Segment Open

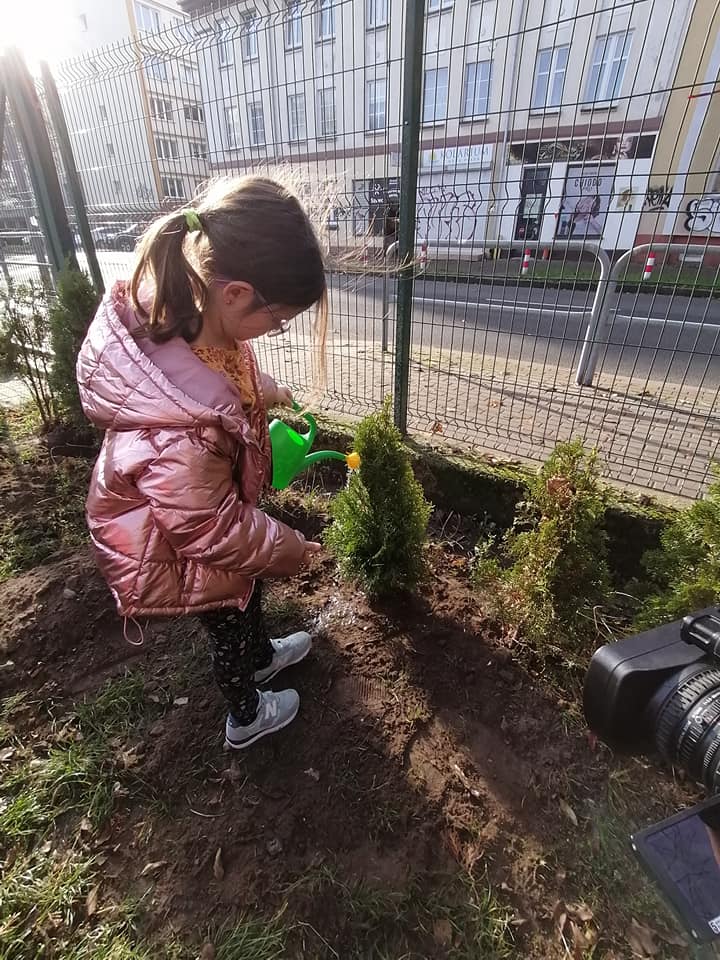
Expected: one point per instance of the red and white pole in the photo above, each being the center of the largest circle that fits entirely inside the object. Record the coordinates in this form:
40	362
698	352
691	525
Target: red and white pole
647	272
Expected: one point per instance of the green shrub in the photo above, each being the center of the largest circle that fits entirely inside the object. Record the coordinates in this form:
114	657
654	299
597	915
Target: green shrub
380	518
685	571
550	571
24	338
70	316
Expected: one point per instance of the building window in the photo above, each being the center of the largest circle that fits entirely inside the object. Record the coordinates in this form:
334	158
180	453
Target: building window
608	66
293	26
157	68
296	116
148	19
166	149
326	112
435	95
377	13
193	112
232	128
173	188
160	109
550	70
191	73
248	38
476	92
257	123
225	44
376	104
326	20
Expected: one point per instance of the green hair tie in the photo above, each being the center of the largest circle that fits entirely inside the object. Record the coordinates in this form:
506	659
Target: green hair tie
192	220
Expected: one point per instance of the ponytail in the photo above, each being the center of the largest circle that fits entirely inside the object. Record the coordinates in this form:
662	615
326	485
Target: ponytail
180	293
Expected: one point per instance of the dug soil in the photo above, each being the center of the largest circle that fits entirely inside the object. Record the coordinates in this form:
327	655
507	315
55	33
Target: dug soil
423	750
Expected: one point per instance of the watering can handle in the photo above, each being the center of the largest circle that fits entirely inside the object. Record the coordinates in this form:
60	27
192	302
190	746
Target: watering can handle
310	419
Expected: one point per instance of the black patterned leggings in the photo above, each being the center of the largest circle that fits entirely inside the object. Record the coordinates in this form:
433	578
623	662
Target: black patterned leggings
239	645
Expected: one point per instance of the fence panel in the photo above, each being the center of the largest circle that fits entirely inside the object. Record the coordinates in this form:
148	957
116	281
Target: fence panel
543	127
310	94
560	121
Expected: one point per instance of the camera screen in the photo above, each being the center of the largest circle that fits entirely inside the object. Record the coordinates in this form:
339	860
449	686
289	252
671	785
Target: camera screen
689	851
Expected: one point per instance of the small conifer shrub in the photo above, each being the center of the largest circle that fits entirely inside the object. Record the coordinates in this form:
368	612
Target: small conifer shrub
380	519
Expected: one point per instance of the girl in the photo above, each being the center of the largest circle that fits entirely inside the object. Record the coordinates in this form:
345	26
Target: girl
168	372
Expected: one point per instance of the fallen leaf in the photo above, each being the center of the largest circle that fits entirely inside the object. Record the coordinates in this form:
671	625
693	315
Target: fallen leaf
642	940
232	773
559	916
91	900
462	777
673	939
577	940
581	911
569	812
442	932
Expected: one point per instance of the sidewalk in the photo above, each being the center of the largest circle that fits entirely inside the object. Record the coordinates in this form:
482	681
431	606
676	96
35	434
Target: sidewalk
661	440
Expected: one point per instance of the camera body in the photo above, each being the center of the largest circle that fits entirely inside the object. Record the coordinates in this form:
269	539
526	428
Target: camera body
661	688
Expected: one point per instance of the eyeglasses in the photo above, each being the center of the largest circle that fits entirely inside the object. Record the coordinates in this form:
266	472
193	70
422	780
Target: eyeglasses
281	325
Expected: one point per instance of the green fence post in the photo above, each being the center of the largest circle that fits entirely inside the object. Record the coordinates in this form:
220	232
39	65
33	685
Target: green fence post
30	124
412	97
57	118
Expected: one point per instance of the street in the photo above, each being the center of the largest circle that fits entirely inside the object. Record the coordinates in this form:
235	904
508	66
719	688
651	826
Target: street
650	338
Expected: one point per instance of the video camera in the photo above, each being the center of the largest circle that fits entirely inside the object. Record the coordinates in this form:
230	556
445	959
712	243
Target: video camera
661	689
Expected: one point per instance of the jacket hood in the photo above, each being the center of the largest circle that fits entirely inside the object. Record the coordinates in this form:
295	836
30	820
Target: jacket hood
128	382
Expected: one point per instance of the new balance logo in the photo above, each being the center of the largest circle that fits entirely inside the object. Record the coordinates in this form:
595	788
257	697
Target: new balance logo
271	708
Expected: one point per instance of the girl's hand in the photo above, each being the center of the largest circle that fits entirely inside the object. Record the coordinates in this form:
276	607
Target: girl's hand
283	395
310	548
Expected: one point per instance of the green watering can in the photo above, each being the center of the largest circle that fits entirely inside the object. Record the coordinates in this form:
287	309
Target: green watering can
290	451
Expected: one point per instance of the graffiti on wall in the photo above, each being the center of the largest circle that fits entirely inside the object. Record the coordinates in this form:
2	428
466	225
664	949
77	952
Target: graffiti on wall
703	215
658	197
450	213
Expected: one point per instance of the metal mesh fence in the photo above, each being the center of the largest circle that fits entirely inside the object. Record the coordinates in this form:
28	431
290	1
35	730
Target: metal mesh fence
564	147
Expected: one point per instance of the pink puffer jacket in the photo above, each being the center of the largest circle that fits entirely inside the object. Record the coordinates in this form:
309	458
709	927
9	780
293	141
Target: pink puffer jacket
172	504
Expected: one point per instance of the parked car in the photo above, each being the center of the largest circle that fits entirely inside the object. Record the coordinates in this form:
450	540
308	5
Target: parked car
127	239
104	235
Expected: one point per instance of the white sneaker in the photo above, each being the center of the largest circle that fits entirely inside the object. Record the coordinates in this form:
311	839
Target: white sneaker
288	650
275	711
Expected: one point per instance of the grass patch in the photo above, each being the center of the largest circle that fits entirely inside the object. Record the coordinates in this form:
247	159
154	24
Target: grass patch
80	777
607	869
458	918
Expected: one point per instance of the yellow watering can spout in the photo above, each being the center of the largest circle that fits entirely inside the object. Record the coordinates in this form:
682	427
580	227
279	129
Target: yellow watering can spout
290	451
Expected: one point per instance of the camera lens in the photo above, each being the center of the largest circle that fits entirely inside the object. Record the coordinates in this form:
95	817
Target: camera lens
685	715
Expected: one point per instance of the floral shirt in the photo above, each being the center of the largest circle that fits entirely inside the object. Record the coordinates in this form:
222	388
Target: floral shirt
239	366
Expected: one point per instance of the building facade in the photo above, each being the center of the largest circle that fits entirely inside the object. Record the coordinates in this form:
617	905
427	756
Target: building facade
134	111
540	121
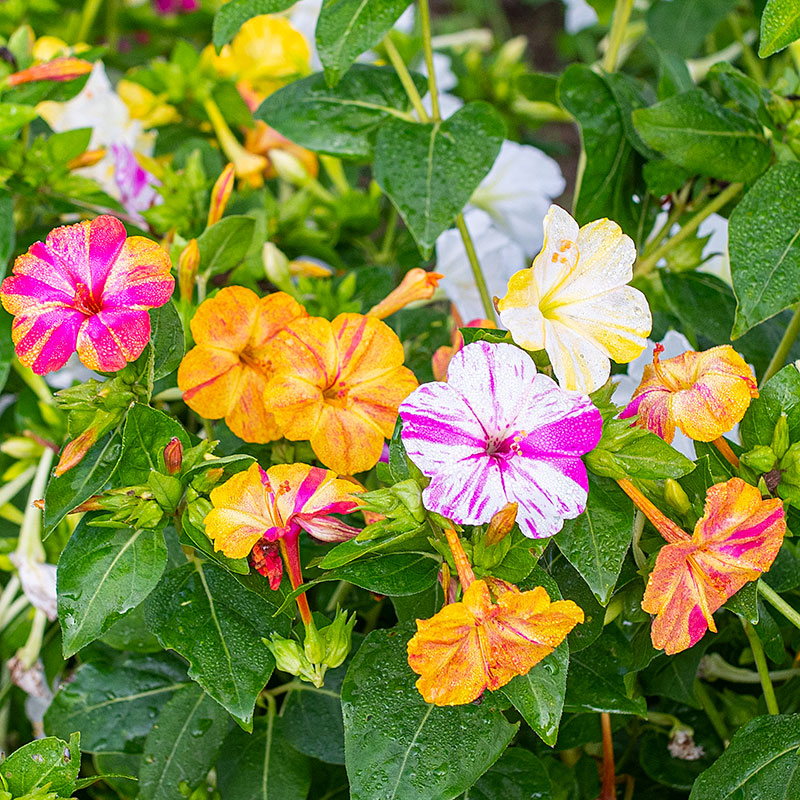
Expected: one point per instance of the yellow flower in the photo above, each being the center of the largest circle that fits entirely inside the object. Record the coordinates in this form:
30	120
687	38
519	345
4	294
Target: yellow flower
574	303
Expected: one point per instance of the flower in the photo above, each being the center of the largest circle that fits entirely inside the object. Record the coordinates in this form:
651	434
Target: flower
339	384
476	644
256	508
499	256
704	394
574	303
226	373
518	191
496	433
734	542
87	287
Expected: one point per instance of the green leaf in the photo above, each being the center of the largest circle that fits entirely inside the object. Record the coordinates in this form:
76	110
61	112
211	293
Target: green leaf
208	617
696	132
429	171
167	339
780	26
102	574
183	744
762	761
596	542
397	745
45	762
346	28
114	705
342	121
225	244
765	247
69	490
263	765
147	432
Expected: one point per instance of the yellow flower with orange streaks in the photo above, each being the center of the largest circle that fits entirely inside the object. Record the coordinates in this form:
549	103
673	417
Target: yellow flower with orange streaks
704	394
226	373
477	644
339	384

Segment Closed

**WORK INSTRUCTION**: Only the text of the listing above is wanted, transcribed exactly, without its images.

**YOUR RESPONSE**:
Expected: one point per instance of the red and white pole in the photo above, each being the center of the largest circle that fits entirely inside the object. Record the coordinates in this form:
40	362
698	352
691	525
Target: red and white pole
647	272
Expected: one point per instance of the green shrub in the photo above, each being the center of the largest circle that fits entirely inside the object. Record the coordinates in this form:
114	657
654	299
597	915
Target: green shrub
380	518
685	571
550	571
24	338
70	316
Expected: one point per instance of the building window in the photo above, each being the center of the largest circle that fits entirely inside the object. Record the coordinates in this form:
334	158
180	453
Target: building window
608	66
293	26
157	68
296	116
148	19
166	149
326	112
435	95
377	13
193	112
232	128
173	188
160	109
550	70
191	73
248	38
476	92
257	123
225	44
376	104
326	20
Expected: one point per instance of the green hair tie in the photo above, each being the center of the largest circle that fits entirely inside the object. Record the coordinates in this form:
506	659
Target: green hair tie
192	220
Expected: one point per instance of the ponytail in the photo above, each being the center of the largest circle that fits entirely inside the object. Record the coordinates in this form:
662	615
326	485
Target: ponytail
180	293
Expected: one point per instance of the dug soil in the photo above, each being the center of the largest circle that fits entirely inside the object. Record the coordinates in this form:
327	655
507	315
55	33
Target: dug soil
423	750
Expected: one point per instance of the watering can handle in the photo above, each being the center of the largest circle that fits entirely inside the object. Record the coordinates in this form:
60	27
192	302
190	746
Target: watering can handle
310	419
Expected: one point per instance of the black patterned leggings in the photo above, each being the center of the largest circle that fits entirely inside the object. Record the coordinates in this form:
433	578
623	662
Target: black patterned leggings
239	645
Expected: one point per instance of the fence panel in the photo above, each being the center of the largest circle that fits entirely inside the object. Record the coordinates in this form:
148	957
116	281
Target: fence panel
543	127
310	94
560	121
Expected: one point per instance of the camera screen in the photo above, each being the center of the largest circle that fits entirely inside the object. Record the coordinates in this form:
339	860
449	686
289	252
671	785
Target: camera screen
689	851
Expected: one point per instance of the small conifer shrub in the photo above, each being the center of the largest circle that fits entirely inside the object. Record the coordinates in this form:
368	612
Target: small conifer shrub
380	519
Expected: one point per instance of the girl in the photo above, each being the center of the largest circle that fits entirely inside the object. Record the coordinates in this form:
345	26
Target: girl
168	372
Expected: one point per instance of the fallen leaf in the photo above, each being the center of the largest circle that fits entirely inside the object. Record the coordinates in this form:
671	625
693	315
Target: fallen leaf
642	940
232	773
559	916
91	900
462	777
673	939
577	940
581	911
569	812
442	932
Expected: one point per instance of the sidewalk in the photo above, each being the center of the largest circle that fits entirely inside the object. Record the coordinates in this form:
482	681
431	606
676	96
35	434
Target: sidewalk
661	440
Expected: one point per instance of the camera body in the photo above, each being the center of the largest circle that fits entirely inside the object. Record the coordinates in this form:
269	539
526	428
Target: camera body
661	688
Expected: one point per instance of the eyeglasses in the photo above, each being the center of the largest circle that fits entirely inside the object. Record the coordinates in this form:
266	472
193	70
422	780
Target: eyeglasses
281	325
Expected: one point per instance of the green fence post in the photo above, each being the center of the largest circle that fits entirely inside the object. Record the coordinates in this form:
220	232
39	65
33	685
Target: green fence post
30	124
412	97
57	118
Expected: one point per instance of the street in the photo above, each being the center of the largest circle that fits entirely inside the object. Record the coordinates in this form:
235	904
508	66
719	688
651	826
Target: street
650	338
Expected: one point per instance of the video camera in the photo above, each being the center of the largest circle that fits entirely inside the object. Record the coordinates in this form:
230	556
445	959
712	243
Target: video camera
661	689
Expected: one point per instance of the jacket hood in the photo above, each being the center of the largest circle that fits entirely inside the object. Record the coordinates in this form:
295	836
30	820
Target: jacket hood
128	382
Expected: one point per instance of the new balance logo in the photo above, each being the center of the largest circle that fits entirely inside the object. Record the coordinates in this form:
595	788
257	697
Target: new balance logo
271	708
Expected: one point per instance of the girl's hand in the photo above, each being the center of the largest circle that fits entirely inside the object. Record the coordinates in this form:
276	607
Target: girl's hand
283	395
310	548
Expected: one point per instance of the green watering can in the photo above, each being the center of the largest circle that fits entirely inside the object. Record the coordinates in this form:
287	309
Target: green watering can
290	451
Expected: one point per instance of the graffiti on wall in the photo above, each being the center of the largest circle that fits entirely inside the object. Record the coordinates in this form:
2	428
466	225
664	949
77	952
Target: graffiti on wall
703	215
658	197
450	213
Expected: one point per instance of the metal mesh fence in the photo above, each being the center of the largest circle that fits entirely inside the object. Record the coordinates in this form:
28	431
290	1
35	730
Target: metal mesh fence
564	147
Expected: one point per instance of the pink puffer jacket in the photo above, each being the center of the largest circle that fits entirely inside the object. Record the coordinates in this form:
309	458
709	927
9	780
293	141
Target: pink puffer jacket
172	504
Expected: one point per instance of the parked car in the photo above, each being the center of the largest circle that fits entirely inside the object. Record the coordinates in this form:
450	540
308	5
Target: parked car
127	239
104	235
Expected: one point per instance of the white sneaker in the photo above, each being the center of the largest circle that fits entirely inside the object. Record the coordinates in this form:
311	839
Target: white sneaker
288	650
275	711
Expected: one point per instance of the grass patch in the photo above, each being the center of the largest circle that fits entirely inside the object. Record the coordinates in this form:
247	159
154	24
Target: grass patch
80	777
607	869
458	918
Expected: one point per instance of the yellow watering can spout in the photo above, each being the center of the largest circle that fits entirely inside the object. Record the coordinates in this form:
682	427
580	227
279	129
Target: yellow watering can spout
290	451
Expected: one point per instance of the camera lens in the photo above, each being the center of the largest circle that fits entirely inside the object. Record the coordinates in this form:
95	817
Target: camera lens
685	715
Expected: one point per instance of the floral shirt in the photo above, each being the center of the largest circle that fits entirely inside the object. Record the coordinates in this form:
222	388
Target: floral shirt
239	366
Expected: one point per instance of the building facade in the photo above, each being the center of the largest circle that fits entirely inside the object. Record the coordinates in this form:
617	905
427	756
Target: building facade
134	111
540	121
Expected: one point per instance of the yellow flower in the photo above, each being the center of the largest circle that fits entirely inside the object. Record the coordinates in this form:
30	120
687	38
519	345
4	294
Target: yellow flower
574	303
Expected: one point per instance of the flower in the photo above, each being the center of the largest circle that fits entirely inside the object. Record the coordinates in this form:
651	434
Target: flower
339	384
476	644
256	508
499	256
704	394
574	303
226	373
518	191
496	433
734	542
87	287
Expected: one point per instance of the green leaf in the photo above, each being the center of the largest circle that fits entirely inside the object. Record the coordinates in this form:
76	110
61	112
211	293
Target: green leaf
208	617
696	132
429	171
167	339
780	26
102	574
183	744
762	761
596	542
397	745
45	762
346	28
114	705
342	121
225	244
765	247
69	490
263	765
147	432
Expected: one point per instance of the yellow flower with orange streaks in the photo above, each being the center of the largest circle that fits entirely inside the object. Record the coordinates in this form:
549	103
673	417
Target: yellow flower with orange streaks
704	394
226	373
477	644
339	384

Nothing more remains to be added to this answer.